══ Provided passage

Understanding ourselves

These days, the brain is most often compared to a computer and we talk about our brains in terms of computing power, glitches, system overload, random access memory, maybe even defragging the hard drive, LOL. My grandmother noticed this back in the early 90s and told me that when she was in school the human body was often compared to an automobile, a relatively new technology in the 1930s when she was in school. The digestive system was compared to the combustion engine, ingesting fuel and outputting energy, etc. We humans are perpetually inventing systems in our own image, and those inventions go on to become metaphors we use to better understand ourselves.

════
══ Extracted information

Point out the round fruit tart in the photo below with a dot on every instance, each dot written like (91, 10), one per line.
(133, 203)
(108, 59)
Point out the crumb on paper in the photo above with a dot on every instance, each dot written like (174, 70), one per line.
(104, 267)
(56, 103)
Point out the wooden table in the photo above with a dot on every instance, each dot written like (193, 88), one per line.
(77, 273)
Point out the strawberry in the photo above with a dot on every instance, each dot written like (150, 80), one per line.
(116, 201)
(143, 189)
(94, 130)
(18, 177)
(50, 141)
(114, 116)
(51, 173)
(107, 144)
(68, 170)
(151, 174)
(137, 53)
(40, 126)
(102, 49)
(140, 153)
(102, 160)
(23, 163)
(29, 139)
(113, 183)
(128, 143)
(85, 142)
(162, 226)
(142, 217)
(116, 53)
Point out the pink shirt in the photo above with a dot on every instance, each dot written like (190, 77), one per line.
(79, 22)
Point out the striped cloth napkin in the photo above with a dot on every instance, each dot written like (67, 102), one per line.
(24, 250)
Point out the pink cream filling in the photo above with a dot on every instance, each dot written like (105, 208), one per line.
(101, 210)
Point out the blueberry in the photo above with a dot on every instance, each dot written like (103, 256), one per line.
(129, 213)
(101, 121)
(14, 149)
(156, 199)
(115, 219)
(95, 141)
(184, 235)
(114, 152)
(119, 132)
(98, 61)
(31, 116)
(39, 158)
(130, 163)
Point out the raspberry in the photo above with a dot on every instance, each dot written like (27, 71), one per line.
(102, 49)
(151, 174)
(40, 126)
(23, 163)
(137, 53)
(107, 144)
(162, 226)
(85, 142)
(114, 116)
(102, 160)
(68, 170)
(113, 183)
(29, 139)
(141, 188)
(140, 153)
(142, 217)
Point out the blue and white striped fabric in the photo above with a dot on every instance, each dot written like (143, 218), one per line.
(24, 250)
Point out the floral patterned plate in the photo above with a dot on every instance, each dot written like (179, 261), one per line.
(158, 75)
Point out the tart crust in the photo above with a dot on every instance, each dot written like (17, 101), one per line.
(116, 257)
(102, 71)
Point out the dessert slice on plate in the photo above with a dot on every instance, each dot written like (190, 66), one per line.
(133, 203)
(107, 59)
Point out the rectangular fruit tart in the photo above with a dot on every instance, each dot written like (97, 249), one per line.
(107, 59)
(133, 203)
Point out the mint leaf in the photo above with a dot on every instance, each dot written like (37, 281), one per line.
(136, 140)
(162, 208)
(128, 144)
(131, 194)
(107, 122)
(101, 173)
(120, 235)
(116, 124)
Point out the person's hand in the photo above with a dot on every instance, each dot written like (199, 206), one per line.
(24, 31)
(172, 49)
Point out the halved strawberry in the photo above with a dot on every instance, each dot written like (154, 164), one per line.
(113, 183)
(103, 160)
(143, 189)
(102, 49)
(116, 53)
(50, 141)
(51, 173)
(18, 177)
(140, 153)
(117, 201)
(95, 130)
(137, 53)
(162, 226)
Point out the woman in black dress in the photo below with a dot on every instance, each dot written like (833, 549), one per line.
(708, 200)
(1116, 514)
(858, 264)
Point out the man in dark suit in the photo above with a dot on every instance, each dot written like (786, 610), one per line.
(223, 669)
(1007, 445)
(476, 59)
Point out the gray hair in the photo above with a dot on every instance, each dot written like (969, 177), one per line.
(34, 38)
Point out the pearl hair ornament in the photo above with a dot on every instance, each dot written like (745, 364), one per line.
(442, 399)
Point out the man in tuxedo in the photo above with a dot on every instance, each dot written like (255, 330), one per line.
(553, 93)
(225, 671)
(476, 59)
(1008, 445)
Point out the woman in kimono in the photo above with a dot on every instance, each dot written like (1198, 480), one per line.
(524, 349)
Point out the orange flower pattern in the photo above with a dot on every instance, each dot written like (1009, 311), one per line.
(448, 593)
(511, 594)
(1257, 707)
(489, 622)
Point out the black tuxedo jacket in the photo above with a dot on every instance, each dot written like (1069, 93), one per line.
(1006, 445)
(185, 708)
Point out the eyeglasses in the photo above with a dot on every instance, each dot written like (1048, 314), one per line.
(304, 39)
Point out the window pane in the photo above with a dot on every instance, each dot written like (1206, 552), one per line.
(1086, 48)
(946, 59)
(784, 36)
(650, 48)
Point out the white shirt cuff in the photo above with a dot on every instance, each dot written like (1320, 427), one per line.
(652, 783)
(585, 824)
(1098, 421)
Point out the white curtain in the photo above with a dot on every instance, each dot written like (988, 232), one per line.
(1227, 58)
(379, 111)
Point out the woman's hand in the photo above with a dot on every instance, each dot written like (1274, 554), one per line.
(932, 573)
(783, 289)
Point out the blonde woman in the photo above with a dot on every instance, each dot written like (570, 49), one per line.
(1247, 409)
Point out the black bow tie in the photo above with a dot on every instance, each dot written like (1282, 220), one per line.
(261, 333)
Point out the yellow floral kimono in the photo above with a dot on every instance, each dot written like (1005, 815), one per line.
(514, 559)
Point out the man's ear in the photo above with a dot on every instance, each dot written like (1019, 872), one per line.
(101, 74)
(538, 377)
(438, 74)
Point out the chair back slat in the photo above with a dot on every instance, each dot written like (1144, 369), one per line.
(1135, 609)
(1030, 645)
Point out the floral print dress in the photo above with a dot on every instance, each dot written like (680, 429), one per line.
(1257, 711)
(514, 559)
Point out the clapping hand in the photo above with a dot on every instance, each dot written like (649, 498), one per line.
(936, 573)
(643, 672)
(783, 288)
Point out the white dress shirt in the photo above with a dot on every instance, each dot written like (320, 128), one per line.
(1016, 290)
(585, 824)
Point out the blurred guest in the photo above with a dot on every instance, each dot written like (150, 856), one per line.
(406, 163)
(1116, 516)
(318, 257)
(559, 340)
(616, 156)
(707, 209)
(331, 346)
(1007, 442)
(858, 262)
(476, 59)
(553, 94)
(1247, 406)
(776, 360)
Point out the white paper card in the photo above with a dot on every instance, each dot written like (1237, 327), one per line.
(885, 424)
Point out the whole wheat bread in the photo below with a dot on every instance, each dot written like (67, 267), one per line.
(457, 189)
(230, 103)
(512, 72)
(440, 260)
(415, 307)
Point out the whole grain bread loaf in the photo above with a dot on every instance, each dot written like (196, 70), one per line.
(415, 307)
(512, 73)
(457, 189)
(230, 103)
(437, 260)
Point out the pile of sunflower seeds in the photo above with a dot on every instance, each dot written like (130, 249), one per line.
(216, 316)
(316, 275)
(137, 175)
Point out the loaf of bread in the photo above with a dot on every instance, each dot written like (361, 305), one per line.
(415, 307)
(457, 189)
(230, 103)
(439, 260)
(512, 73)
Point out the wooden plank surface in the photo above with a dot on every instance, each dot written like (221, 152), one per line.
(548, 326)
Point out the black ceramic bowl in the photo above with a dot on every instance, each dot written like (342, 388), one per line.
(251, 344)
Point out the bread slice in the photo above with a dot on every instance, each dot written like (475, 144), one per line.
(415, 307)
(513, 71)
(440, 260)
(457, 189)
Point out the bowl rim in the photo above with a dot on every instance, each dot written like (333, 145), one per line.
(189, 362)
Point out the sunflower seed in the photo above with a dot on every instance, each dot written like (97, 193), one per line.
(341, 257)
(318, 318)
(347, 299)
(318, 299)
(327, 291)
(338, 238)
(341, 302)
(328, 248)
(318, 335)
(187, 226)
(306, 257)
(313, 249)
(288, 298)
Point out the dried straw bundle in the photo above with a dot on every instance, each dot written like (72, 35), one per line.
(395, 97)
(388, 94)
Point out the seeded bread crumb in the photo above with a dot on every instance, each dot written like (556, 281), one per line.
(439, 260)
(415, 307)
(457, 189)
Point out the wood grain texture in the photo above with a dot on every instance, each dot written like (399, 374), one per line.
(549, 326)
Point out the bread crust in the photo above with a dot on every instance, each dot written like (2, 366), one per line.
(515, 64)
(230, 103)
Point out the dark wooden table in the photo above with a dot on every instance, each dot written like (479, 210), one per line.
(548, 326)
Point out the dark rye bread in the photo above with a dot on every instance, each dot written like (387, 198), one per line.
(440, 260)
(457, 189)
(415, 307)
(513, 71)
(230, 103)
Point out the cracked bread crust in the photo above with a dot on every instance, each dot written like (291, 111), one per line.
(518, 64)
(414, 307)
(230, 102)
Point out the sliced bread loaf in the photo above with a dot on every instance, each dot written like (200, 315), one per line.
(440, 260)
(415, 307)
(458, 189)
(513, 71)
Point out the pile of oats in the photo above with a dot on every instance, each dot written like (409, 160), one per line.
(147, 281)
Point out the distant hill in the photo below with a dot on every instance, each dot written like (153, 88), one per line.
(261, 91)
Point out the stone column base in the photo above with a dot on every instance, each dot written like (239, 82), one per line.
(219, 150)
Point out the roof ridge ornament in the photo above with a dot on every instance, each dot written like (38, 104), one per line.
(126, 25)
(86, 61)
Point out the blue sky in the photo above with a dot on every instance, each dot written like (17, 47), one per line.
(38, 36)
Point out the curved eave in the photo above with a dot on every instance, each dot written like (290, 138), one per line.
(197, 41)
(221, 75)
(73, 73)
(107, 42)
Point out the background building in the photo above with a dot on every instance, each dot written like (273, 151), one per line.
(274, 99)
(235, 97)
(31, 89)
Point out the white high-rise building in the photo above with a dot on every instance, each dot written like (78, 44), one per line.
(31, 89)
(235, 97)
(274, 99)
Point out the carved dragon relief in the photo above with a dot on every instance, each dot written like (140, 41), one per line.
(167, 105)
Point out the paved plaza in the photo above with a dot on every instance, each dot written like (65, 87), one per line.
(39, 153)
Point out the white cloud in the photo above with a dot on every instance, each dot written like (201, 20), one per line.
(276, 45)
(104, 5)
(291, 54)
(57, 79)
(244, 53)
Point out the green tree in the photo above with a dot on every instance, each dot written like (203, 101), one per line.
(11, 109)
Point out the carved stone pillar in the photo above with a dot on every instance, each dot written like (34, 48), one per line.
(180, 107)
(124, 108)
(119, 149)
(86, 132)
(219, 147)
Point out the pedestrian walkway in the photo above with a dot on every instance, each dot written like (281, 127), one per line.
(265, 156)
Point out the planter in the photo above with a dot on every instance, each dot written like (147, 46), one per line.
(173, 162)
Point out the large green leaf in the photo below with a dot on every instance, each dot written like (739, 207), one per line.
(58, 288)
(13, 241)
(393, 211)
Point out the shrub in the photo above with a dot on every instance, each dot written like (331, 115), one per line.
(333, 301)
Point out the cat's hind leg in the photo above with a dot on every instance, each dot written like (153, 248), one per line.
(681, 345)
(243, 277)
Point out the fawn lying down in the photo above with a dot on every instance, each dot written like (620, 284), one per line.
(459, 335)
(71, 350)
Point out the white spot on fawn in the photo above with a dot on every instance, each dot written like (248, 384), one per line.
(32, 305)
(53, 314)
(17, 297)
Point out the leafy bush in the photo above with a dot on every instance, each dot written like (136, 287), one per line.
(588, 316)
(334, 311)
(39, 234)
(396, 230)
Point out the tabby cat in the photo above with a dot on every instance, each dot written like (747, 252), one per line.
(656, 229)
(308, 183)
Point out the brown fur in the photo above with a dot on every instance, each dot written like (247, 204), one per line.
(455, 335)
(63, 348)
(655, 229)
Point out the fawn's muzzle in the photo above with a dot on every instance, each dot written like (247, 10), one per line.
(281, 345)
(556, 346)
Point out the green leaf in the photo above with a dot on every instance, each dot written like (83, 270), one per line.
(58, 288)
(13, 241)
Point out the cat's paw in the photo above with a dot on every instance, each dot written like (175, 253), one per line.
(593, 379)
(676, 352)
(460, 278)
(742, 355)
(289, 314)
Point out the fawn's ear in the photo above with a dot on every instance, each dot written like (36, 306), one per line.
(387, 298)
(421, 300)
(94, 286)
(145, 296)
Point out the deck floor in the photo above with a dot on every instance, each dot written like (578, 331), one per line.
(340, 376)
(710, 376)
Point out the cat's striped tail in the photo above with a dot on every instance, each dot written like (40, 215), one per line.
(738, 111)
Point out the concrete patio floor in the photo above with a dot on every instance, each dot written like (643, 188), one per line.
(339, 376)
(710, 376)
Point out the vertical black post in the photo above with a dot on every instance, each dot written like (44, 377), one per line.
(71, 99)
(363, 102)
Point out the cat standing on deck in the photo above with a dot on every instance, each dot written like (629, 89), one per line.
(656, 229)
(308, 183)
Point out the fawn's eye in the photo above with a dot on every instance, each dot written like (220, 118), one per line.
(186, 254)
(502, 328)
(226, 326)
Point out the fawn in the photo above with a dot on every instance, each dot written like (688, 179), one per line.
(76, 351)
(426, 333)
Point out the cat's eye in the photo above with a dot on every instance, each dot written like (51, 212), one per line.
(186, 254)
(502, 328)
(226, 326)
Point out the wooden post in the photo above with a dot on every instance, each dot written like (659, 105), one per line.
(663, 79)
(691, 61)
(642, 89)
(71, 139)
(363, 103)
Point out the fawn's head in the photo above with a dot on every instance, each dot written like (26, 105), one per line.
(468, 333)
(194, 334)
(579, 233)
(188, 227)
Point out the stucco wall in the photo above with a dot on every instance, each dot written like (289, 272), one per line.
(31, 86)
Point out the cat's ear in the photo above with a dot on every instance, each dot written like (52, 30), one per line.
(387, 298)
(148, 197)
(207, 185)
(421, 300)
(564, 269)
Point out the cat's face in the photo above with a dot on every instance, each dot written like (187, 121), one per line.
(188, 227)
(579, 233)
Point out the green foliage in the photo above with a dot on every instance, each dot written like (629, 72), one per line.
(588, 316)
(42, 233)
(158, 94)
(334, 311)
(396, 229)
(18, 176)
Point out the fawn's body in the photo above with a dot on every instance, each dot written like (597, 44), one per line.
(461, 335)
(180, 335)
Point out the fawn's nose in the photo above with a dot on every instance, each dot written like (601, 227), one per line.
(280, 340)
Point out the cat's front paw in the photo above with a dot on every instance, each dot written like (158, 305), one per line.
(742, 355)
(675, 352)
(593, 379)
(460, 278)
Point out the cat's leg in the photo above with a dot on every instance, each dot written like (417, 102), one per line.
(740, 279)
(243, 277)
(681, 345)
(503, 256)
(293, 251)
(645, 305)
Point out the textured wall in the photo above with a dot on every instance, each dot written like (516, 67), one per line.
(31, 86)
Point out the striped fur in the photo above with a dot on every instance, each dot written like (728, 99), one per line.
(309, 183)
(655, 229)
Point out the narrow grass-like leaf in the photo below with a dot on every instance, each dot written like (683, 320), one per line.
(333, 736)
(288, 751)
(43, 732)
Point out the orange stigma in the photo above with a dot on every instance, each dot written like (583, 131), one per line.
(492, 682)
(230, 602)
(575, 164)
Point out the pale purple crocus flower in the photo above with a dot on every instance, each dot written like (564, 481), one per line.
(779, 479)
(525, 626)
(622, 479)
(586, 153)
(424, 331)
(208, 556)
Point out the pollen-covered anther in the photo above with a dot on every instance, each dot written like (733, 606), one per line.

════

_Required action 1_. List the computer terms that the passage on understanding ourselves says we use when talking about our brains.
_Required action 2_. Pick up the passage on understanding ourselves after its last sentence and keep writing in the same voice.
The records are separate material and have nothing to do with the passage on understanding ourselves.

_Response box 1_.
- computing power
- glitches
- system overload
- random access memory
- defragging the hard drive

_Response box 2_.
As much as we've learned about the brain over the last 150 years, and as amazing as recent developments have been in terms of neuroplasticity, brain computer interfaces, the ever-expanding array of mind-altering substances, mood and behavior drugs, microdosing psychedelics, etc., what's most exciting to me are the breakthroughs yet to be made... Cranial implants granting miraculous abilities to people suffering from paralysis, revolutions in the treatment of patients in comas, novel methods of enabling people to communicate despite speech impairments due to brain damage, potential cures for Alzheimer's, Parkinson's and dementia, novel treatments for concussions, traumatic brain injury and brain cancer. Even the potentially terrifying concept of reading people's thoughts via computer, recording your dreams and AI-assisted telepathy are absolutely fascinating. For me, learning about the brain is like learning about outer space. It fills me with wonder, curiosity and optimism for the future of humanity... precious commodities in this day and age, or any, really.